• DO THIS:
Please rewrite the lines of the material from the one containing "Indicate the stone building" through the end, inclusive, keeping the requests and their sample coordinates as they are. Multiply each coordinate in the answers by 0.8 and round to a whole number, with halves rounded up.

## START DATA SHOWN

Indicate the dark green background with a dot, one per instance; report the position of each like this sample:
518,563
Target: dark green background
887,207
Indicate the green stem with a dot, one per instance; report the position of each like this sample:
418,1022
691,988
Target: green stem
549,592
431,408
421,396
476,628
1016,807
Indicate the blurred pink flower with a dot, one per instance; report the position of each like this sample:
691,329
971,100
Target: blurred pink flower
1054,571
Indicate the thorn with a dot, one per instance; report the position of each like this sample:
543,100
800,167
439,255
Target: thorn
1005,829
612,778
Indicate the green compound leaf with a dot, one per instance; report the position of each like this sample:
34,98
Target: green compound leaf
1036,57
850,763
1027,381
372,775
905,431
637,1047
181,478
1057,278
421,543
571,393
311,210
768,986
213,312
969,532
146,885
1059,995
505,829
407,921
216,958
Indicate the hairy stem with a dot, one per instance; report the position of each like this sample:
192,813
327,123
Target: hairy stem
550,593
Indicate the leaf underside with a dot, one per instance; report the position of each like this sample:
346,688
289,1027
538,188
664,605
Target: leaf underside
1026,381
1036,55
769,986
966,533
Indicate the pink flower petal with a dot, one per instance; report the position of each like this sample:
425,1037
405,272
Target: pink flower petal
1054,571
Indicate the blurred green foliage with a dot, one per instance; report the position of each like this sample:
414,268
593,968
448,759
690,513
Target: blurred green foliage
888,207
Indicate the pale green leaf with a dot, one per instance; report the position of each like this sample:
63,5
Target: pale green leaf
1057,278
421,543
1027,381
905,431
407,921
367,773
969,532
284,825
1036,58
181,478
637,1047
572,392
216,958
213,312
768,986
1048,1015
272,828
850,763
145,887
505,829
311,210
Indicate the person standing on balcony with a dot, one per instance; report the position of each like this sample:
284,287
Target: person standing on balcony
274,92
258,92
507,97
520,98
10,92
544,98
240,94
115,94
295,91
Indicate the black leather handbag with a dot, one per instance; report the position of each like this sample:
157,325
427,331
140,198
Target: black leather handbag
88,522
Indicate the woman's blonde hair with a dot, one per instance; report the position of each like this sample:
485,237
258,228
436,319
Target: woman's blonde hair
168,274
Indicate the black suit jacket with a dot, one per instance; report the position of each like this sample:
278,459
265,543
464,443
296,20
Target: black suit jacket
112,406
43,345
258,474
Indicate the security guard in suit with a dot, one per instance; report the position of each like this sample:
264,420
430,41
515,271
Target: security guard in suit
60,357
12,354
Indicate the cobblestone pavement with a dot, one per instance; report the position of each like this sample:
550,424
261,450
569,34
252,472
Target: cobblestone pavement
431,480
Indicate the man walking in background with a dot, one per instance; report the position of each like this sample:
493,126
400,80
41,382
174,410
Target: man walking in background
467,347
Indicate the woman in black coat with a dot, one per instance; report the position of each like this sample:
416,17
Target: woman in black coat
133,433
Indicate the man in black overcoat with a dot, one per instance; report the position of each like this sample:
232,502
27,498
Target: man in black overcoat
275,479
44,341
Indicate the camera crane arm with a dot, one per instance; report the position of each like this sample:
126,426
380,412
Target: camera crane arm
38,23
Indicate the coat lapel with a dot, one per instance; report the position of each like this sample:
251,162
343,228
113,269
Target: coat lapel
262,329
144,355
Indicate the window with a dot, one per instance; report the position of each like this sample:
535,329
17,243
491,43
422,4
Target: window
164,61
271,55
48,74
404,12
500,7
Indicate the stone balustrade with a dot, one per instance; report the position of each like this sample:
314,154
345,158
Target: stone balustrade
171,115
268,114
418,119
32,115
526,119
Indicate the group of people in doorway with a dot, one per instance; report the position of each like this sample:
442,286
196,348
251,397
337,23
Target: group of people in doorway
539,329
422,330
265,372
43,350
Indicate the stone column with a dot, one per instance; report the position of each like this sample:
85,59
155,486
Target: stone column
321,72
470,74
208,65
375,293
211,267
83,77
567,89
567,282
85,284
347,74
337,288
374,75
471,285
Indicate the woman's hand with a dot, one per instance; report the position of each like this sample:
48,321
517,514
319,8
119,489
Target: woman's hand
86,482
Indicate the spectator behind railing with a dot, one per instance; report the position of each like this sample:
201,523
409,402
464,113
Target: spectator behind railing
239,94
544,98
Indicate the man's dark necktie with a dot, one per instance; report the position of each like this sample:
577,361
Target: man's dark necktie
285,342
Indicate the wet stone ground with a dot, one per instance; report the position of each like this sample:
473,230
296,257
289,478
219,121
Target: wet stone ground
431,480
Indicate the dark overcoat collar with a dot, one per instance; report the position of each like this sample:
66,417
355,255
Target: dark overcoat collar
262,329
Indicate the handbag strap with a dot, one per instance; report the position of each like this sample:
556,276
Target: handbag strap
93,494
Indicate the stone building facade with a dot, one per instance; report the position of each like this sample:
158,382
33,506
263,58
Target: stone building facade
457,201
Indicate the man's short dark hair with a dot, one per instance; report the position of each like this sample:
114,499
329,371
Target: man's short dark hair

## END DATA SHOWN

• OUTPUT OF THE EXERCISE:
Indicate the stone building facade with a dot, one per instance; report the position of each like this sample:
158,382
33,506
263,58
Target: stone building facade
366,161
Indicate the man's short dark hair with a dot, one per instance; report the position of each like this sample:
114,499
329,371
Target: man's short dark hair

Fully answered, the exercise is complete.